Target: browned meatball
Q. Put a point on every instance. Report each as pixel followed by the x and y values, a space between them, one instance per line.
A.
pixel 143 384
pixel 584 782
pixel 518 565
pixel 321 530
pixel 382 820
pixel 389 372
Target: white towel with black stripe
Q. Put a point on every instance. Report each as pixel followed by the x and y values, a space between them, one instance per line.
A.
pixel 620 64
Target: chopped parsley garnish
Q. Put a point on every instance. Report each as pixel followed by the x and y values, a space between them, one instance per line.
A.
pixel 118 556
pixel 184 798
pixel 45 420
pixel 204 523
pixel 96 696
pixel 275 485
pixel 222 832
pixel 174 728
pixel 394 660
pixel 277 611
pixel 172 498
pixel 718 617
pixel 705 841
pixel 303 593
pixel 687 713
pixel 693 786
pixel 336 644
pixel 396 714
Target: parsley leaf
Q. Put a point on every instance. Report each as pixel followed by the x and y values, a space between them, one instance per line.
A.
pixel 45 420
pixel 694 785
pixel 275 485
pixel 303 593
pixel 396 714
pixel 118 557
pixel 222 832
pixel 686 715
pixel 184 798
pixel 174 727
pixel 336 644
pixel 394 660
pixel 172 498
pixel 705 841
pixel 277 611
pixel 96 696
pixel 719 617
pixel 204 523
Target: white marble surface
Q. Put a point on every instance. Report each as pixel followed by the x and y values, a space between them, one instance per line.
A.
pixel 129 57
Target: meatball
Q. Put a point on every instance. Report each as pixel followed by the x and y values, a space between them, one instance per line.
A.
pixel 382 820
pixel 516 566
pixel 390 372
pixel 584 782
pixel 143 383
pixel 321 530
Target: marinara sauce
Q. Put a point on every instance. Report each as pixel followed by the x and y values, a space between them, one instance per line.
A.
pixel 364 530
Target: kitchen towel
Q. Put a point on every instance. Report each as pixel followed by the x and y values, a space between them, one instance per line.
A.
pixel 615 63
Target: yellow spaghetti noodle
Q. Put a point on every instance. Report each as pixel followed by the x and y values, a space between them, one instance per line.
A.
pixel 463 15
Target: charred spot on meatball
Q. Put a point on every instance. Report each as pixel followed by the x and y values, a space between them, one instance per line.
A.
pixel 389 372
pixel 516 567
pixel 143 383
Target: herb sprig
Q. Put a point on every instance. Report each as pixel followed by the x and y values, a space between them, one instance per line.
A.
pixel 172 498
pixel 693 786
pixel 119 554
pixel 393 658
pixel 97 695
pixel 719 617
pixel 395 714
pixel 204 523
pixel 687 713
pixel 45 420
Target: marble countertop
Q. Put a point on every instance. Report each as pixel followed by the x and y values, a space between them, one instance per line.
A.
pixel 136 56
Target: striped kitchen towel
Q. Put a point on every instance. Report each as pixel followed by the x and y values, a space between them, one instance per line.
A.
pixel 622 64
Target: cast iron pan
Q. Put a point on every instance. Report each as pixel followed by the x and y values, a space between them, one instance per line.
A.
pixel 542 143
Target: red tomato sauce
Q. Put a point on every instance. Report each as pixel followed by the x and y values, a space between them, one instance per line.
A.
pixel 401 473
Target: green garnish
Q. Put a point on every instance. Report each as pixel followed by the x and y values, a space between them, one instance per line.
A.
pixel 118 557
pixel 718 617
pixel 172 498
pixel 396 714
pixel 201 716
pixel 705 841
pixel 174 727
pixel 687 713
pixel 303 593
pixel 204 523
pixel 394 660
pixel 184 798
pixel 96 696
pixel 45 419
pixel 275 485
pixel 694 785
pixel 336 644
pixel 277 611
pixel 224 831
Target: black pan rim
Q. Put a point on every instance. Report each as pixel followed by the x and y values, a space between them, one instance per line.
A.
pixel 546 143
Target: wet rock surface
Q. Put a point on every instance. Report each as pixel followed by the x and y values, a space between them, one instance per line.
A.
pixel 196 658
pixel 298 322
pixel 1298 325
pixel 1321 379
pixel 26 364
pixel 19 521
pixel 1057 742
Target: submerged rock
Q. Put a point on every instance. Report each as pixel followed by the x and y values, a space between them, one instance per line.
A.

::::::

_YOUR OBJECTIVE_
Repeat the lines above word for word, beginning at the line that contains "Target: striped kitchen towel" and stopping after the line that contains "pixel 401 473".

_REPLY TO THE EXERCISE_
Target: striped kitchen towel
Q. Put a point on every instance. Report each as pixel followed by the x and y values, a space between them, one instance per line.
A.
pixel 622 64
Target: cast iron pan
Q. Put a point on every instance. Report each as pixel followed by the x and y values, a space between them, one instance per line.
A.
pixel 542 143
Target: red tomato sauce
Q. Put a point on every instance. Report each as pixel followed by the x and y values, a space between them, one instance per line.
A.
pixel 401 473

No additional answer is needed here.